▶ Task item
Each line of the records that holds "grey" should be shown in full.

-- Records for the exercise follows --

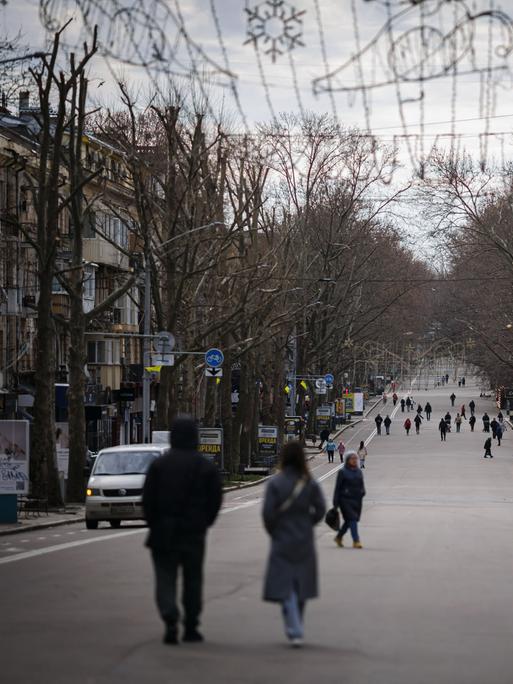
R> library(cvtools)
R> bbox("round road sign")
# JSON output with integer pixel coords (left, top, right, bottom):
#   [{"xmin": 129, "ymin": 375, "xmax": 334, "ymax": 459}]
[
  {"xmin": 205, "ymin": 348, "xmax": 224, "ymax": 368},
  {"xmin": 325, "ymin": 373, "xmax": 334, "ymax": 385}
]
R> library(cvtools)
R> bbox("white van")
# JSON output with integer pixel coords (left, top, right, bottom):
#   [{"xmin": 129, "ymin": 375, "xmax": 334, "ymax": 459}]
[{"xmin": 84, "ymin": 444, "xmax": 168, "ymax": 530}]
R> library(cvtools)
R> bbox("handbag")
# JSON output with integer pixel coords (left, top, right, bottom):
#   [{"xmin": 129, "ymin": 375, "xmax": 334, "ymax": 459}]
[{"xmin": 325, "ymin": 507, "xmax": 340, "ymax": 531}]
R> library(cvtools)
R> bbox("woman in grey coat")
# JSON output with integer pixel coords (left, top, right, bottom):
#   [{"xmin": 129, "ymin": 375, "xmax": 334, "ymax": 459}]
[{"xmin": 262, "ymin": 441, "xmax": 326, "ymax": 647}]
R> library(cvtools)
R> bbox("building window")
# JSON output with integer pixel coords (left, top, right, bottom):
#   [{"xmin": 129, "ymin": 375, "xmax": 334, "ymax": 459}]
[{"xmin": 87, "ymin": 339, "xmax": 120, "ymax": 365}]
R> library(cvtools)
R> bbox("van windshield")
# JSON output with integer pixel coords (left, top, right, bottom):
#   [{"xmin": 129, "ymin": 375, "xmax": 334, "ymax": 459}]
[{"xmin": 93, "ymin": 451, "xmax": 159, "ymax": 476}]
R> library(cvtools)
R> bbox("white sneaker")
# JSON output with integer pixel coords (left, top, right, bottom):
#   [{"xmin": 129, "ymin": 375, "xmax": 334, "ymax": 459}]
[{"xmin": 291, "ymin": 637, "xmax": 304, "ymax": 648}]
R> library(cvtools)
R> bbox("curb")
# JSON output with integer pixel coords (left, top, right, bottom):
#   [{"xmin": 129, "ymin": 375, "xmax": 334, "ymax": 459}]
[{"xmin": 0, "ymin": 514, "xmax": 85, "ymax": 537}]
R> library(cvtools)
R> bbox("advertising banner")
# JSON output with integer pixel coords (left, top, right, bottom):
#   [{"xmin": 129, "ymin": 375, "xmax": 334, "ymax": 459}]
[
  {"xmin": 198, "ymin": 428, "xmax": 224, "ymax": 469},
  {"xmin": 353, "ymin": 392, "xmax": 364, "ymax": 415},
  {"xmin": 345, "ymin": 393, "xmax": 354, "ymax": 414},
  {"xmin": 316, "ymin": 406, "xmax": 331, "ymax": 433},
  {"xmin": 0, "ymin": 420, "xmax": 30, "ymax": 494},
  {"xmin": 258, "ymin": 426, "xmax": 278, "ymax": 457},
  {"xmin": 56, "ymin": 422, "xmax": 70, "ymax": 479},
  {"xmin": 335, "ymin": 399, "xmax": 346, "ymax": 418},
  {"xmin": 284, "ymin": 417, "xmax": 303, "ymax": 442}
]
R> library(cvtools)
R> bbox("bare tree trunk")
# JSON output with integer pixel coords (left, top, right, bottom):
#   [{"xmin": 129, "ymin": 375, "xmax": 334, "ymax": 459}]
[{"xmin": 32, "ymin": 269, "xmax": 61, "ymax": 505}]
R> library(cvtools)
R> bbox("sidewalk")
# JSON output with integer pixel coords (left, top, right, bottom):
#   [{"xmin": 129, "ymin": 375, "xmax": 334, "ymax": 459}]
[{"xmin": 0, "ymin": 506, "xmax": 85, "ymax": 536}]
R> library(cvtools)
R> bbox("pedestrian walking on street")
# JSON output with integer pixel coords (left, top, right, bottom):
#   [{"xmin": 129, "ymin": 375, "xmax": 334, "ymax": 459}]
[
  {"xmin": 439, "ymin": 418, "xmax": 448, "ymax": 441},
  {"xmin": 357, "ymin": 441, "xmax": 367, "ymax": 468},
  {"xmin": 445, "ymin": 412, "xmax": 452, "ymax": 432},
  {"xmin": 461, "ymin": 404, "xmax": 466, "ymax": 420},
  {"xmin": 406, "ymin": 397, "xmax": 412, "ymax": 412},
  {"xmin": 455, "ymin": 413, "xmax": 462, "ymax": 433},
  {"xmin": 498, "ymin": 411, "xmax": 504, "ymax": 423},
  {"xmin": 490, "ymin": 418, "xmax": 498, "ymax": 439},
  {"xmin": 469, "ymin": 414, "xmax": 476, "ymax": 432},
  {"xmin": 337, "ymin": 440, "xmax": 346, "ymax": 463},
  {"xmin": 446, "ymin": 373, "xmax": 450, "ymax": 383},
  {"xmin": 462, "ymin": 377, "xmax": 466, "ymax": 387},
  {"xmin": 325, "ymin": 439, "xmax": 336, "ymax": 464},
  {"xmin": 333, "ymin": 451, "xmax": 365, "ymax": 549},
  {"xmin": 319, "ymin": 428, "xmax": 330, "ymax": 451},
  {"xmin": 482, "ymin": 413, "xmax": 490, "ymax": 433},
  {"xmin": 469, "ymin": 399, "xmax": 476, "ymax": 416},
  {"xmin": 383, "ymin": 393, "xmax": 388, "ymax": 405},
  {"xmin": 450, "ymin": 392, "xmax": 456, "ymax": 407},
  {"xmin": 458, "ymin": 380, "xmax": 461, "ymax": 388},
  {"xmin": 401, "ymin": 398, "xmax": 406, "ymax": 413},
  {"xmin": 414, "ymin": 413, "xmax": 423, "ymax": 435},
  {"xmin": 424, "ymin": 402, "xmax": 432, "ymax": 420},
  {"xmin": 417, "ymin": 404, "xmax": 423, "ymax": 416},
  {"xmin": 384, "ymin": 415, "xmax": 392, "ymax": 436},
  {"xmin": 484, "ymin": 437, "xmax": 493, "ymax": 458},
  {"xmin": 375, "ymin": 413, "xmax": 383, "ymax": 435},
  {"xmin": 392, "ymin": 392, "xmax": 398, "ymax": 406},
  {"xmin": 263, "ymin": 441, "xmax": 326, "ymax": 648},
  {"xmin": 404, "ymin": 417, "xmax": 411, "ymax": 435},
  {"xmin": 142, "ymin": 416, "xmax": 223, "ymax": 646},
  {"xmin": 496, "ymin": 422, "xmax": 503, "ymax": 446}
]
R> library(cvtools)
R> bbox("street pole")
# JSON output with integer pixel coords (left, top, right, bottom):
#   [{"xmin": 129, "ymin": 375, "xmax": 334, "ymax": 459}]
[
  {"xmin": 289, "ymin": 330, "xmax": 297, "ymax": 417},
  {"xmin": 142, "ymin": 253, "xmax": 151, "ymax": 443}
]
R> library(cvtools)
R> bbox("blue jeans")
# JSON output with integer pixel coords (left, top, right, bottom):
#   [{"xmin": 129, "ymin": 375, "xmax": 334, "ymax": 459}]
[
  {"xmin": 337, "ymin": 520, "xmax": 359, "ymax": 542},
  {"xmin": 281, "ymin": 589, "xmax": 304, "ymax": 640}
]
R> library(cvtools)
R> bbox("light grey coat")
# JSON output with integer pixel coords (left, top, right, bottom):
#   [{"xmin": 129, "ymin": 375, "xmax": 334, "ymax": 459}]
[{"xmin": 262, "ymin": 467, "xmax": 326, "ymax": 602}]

-- Records for the exercise concluded --

▶ Answer box
R> bbox("woman in grey coat")
R> bbox("light grey coat")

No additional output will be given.